*** Opening of Data for this exercise ***

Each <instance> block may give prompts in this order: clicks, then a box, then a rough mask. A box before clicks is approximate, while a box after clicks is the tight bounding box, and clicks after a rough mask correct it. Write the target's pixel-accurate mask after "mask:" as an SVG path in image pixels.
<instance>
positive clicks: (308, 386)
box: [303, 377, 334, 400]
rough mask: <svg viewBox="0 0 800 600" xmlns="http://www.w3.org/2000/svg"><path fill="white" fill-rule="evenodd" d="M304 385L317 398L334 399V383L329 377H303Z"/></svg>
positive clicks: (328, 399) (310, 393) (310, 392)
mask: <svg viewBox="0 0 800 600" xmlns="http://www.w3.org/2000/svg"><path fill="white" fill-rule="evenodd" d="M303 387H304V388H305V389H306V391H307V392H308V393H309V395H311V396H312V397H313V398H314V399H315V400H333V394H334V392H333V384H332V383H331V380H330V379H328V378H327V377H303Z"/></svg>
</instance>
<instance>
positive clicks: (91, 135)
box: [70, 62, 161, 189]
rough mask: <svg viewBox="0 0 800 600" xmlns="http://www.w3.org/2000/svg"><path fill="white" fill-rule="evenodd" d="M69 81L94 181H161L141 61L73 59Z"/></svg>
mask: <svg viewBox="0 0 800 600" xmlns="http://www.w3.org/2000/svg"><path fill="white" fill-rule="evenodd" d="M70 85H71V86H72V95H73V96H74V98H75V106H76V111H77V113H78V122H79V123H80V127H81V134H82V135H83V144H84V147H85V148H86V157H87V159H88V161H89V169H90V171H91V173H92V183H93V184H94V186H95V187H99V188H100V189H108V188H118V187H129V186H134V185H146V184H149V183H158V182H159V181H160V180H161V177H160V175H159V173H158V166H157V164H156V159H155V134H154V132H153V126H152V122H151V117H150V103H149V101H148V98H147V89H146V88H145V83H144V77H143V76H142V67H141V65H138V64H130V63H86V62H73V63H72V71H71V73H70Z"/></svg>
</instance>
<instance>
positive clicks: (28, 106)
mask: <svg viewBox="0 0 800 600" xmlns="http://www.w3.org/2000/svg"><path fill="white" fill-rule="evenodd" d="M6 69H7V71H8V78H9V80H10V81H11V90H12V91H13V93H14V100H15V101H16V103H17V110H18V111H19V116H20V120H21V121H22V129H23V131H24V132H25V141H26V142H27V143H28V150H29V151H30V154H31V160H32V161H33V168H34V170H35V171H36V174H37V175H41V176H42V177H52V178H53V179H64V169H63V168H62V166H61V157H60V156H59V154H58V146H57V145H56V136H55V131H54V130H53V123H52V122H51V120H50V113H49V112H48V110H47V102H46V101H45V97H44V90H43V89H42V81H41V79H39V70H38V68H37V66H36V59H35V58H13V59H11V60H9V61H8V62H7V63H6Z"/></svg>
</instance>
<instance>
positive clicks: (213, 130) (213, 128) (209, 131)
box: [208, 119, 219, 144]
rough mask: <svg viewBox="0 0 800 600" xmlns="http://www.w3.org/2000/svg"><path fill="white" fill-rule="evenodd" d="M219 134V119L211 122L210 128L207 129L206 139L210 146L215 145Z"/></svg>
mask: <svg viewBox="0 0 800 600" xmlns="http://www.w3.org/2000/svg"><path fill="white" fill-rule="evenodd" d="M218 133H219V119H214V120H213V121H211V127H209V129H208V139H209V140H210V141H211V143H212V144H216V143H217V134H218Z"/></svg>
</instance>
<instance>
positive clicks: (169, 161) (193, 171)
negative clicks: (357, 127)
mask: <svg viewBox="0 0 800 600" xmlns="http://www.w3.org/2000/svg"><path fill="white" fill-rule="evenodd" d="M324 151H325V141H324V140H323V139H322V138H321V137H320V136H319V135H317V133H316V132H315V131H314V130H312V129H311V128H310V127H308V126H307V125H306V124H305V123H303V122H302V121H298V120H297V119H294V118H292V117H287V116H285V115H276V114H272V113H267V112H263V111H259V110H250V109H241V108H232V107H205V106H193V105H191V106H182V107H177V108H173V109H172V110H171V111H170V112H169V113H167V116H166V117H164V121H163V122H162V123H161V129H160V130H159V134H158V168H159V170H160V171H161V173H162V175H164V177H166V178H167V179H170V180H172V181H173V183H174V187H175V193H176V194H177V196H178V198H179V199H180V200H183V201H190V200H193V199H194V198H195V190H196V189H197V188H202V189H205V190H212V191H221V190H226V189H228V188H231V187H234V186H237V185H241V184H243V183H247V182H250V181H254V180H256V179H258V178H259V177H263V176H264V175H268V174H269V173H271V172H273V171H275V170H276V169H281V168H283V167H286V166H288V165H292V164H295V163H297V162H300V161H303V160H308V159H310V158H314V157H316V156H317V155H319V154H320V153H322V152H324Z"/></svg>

*** Close of Data for this exercise ***

◆ **What you should do**
Transcribe every one of the saved entries above, character for character.

◆ **Solution for this problem**
Each <instance> block may give prompts in this order: clicks, then a box, then a rough mask. A box before clicks is approximate, while a box after clicks is the tight bounding box, and clicks after a rough mask correct it. Write the target's pixel-accurate mask after "mask:" as an SVG path in image pixels.
<instance>
positive clicks: (308, 386)
box: [303, 377, 334, 400]
rough mask: <svg viewBox="0 0 800 600" xmlns="http://www.w3.org/2000/svg"><path fill="white" fill-rule="evenodd" d="M304 385L317 398L334 399V383L329 377H303Z"/></svg>
positive clicks: (328, 399) (310, 393) (310, 392)
mask: <svg viewBox="0 0 800 600" xmlns="http://www.w3.org/2000/svg"><path fill="white" fill-rule="evenodd" d="M303 387H304V388H305V389H306V391H307V392H308V393H309V395H311V396H312V397H313V398H314V399H315V400H333V394H334V392H333V384H332V383H331V380H330V379H328V378H327V377H303Z"/></svg>
</instance>
<instance>
positive clicks: (91, 135)
box: [70, 62, 161, 189]
rough mask: <svg viewBox="0 0 800 600" xmlns="http://www.w3.org/2000/svg"><path fill="white" fill-rule="evenodd" d="M69 81L94 181H161L141 61L73 59Z"/></svg>
mask: <svg viewBox="0 0 800 600" xmlns="http://www.w3.org/2000/svg"><path fill="white" fill-rule="evenodd" d="M70 85H71V86H72V95H73V96H74V98H75V106H76V111H77V113H78V122H79V123H80V127H81V134H82V135H83V144H84V147H85V148H86V157H87V159H88V161H89V169H90V171H91V173H92V183H93V184H94V186H95V187H99V188H100V189H108V188H118V187H129V186H134V185H146V184H149V183H158V182H159V181H160V180H161V177H160V175H159V173H158V166H157V164H156V159H155V134H154V132H153V126H152V122H151V117H150V103H149V101H148V98H147V89H146V88H145V83H144V77H143V76H142V67H141V65H138V64H130V63H86V62H73V63H72V71H71V73H70Z"/></svg>
</instance>
<instance>
positive clicks: (28, 106)
mask: <svg viewBox="0 0 800 600" xmlns="http://www.w3.org/2000/svg"><path fill="white" fill-rule="evenodd" d="M6 69H7V71H8V78H9V80H10V81H11V90H12V91H13V93H14V100H15V101H16V103H17V110H18V111H19V116H20V120H21V121H22V129H23V131H24V132H25V141H26V142H27V143H28V150H29V151H30V154H31V160H32V161H33V168H34V170H35V171H36V174H37V175H41V176H42V177H52V178H53V179H64V169H63V168H62V166H61V157H60V156H59V154H58V146H57V145H56V136H55V131H54V130H53V123H52V122H51V120H50V113H49V112H48V110H47V102H46V101H45V97H44V90H43V89H42V81H41V79H39V70H38V68H37V66H36V59H35V58H13V59H11V60H9V61H8V62H7V63H6Z"/></svg>
</instance>
<instance>
positive clicks: (213, 130) (213, 128) (209, 131)
box: [208, 119, 219, 144]
rough mask: <svg viewBox="0 0 800 600" xmlns="http://www.w3.org/2000/svg"><path fill="white" fill-rule="evenodd" d="M219 134V119L211 122L210 128L207 129L206 139L210 146L215 145Z"/></svg>
mask: <svg viewBox="0 0 800 600" xmlns="http://www.w3.org/2000/svg"><path fill="white" fill-rule="evenodd" d="M218 133H219V119H214V120H213V121H211V127H209V129H208V139H209V140H210V141H211V143H212V144H216V143H217V134H218Z"/></svg>
</instance>
<instance>
positive clicks: (169, 161) (193, 171)
negative clicks: (357, 127)
mask: <svg viewBox="0 0 800 600" xmlns="http://www.w3.org/2000/svg"><path fill="white" fill-rule="evenodd" d="M324 151H325V141H324V140H323V139H322V138H321V137H320V136H319V135H317V133H316V132H315V131H314V130H312V129H311V128H310V127H308V126H307V125H306V124H305V123H303V122H302V121H298V120H297V119H294V118H292V117H287V116H285V115H276V114H272V113H267V112H263V111H259V110H250V109H241V108H232V107H205V106H193V105H191V106H182V107H177V108H173V109H172V110H171V111H170V112H169V113H167V116H166V117H164V121H163V122H162V123H161V129H160V130H159V134H158V168H159V170H160V171H161V173H162V175H164V177H166V178H167V179H170V180H172V181H173V183H174V187H175V193H176V194H177V196H178V198H179V199H180V200H183V201H190V200H193V199H194V198H195V190H196V189H197V188H202V189H205V190H212V191H221V190H226V189H228V188H231V187H234V186H237V185H241V184H243V183H247V182H250V181H254V180H256V179H258V178H259V177H263V176H264V175H268V174H269V173H271V172H273V171H275V170H276V169H281V168H283V167H286V166H288V165H292V164H295V163H297V162H300V161H303V160H308V159H310V158H314V157H316V156H317V155H319V154H320V153H322V152H324Z"/></svg>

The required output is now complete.